TASK REQUIREMENTS: Exclude the pictures and retype the entries as written.

---*---

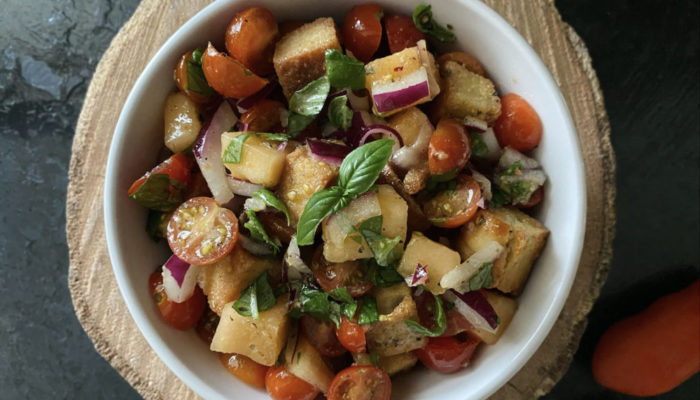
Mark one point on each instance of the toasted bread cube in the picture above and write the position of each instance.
(300, 55)
(466, 94)
(505, 309)
(413, 67)
(437, 259)
(261, 162)
(302, 177)
(223, 281)
(521, 235)
(260, 339)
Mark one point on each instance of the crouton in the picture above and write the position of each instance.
(300, 54)
(466, 94)
(521, 235)
(303, 176)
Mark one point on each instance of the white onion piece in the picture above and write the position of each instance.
(179, 279)
(458, 278)
(207, 152)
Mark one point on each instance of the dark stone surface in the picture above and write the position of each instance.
(646, 56)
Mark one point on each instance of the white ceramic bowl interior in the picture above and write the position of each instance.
(514, 67)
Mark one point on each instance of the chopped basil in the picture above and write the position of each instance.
(423, 20)
(344, 72)
(159, 192)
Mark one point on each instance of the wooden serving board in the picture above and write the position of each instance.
(108, 322)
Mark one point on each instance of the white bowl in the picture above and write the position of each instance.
(514, 67)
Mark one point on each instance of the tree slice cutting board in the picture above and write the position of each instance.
(108, 322)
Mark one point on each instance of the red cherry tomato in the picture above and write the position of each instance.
(244, 369)
(447, 354)
(519, 126)
(352, 336)
(360, 382)
(362, 30)
(451, 208)
(201, 232)
(284, 386)
(228, 76)
(250, 39)
(322, 336)
(401, 32)
(182, 316)
(449, 148)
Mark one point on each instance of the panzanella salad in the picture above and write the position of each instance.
(341, 202)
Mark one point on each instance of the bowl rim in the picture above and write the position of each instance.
(156, 342)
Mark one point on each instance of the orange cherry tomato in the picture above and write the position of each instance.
(182, 316)
(360, 382)
(519, 126)
(228, 76)
(264, 116)
(284, 386)
(362, 30)
(244, 369)
(451, 208)
(401, 32)
(178, 167)
(250, 39)
(352, 336)
(447, 354)
(449, 148)
(201, 232)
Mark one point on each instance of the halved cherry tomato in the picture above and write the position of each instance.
(362, 30)
(449, 148)
(228, 76)
(182, 316)
(250, 39)
(447, 354)
(360, 382)
(401, 32)
(284, 386)
(264, 116)
(334, 275)
(451, 208)
(321, 335)
(463, 59)
(352, 336)
(519, 126)
(178, 167)
(201, 232)
(244, 369)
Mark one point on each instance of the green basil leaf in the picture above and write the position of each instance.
(423, 20)
(232, 154)
(160, 192)
(339, 114)
(344, 72)
(440, 322)
(360, 169)
(256, 298)
(271, 200)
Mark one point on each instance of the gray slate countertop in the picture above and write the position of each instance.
(646, 57)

---*---

THE OUTPUT:
Mark one point on each instance of the toasted bread cube in the picture above and write the position of each instance.
(300, 55)
(466, 94)
(505, 309)
(413, 67)
(437, 259)
(261, 162)
(302, 177)
(223, 281)
(521, 235)
(260, 339)
Mark one point on each instance of the crouton in the picture above and write the position of each instance.
(300, 54)
(466, 94)
(521, 235)
(303, 176)
Mark one point on each instance of the white onion piece in the picture above and write the position of each instance.
(179, 279)
(458, 278)
(207, 152)
Mark one point on each instance of the dark stone surface in the picture above and write the position of each instance.
(646, 56)
Mark one point on each instance of the white ceramic bowl interior in the picture above and write the position of each instance.
(514, 67)
Mark one point on each instance of the chopped basil in the picture above and write the position of each instance.
(423, 20)
(344, 72)
(159, 192)
Mark one point on each instance of the wooden serving board in the picture above and write the position of each instance.
(108, 322)
Mark one point on each instance of the white bowl in the picture above and write the position of each instance.
(514, 67)
Mark one point on each instance of the tree slice cutting board in the picture above and write the position of each instance.
(108, 322)
Mark one point on each instance of the red cherry tomato in the picture above and write the position of each instance.
(244, 369)
(447, 354)
(519, 126)
(352, 336)
(360, 382)
(362, 30)
(451, 208)
(201, 232)
(284, 386)
(228, 76)
(250, 39)
(322, 336)
(401, 32)
(182, 316)
(449, 148)
Mark one point on each instance of the panzanella salad in the picture above and write the position of each instance.
(341, 202)
Mark one point on each instance of the bowl rim in the picture above and write the position of each instance.
(156, 342)
Mark one point on each instance of the orange cherry tomato in the picture above and write the position of each instance.
(182, 316)
(360, 382)
(519, 126)
(228, 76)
(264, 116)
(284, 386)
(362, 30)
(244, 369)
(451, 208)
(401, 32)
(178, 167)
(250, 39)
(352, 336)
(447, 354)
(449, 148)
(201, 232)
Mark one point on each instance of the halved cherry tomato in the picture above and write the position of each instance.
(362, 30)
(449, 148)
(228, 76)
(182, 316)
(250, 39)
(447, 354)
(360, 382)
(401, 32)
(284, 386)
(264, 116)
(334, 275)
(451, 208)
(321, 335)
(463, 59)
(352, 336)
(519, 126)
(178, 167)
(201, 232)
(244, 369)
Mark one point on each instance of the green basil leaf in the picture above and write the position of each instance.
(423, 20)
(232, 154)
(160, 192)
(339, 114)
(344, 72)
(440, 322)
(360, 169)
(256, 298)
(271, 200)
Mark one point on each instance of the gray slate countertop in the picture above and write the position of each instance.
(646, 57)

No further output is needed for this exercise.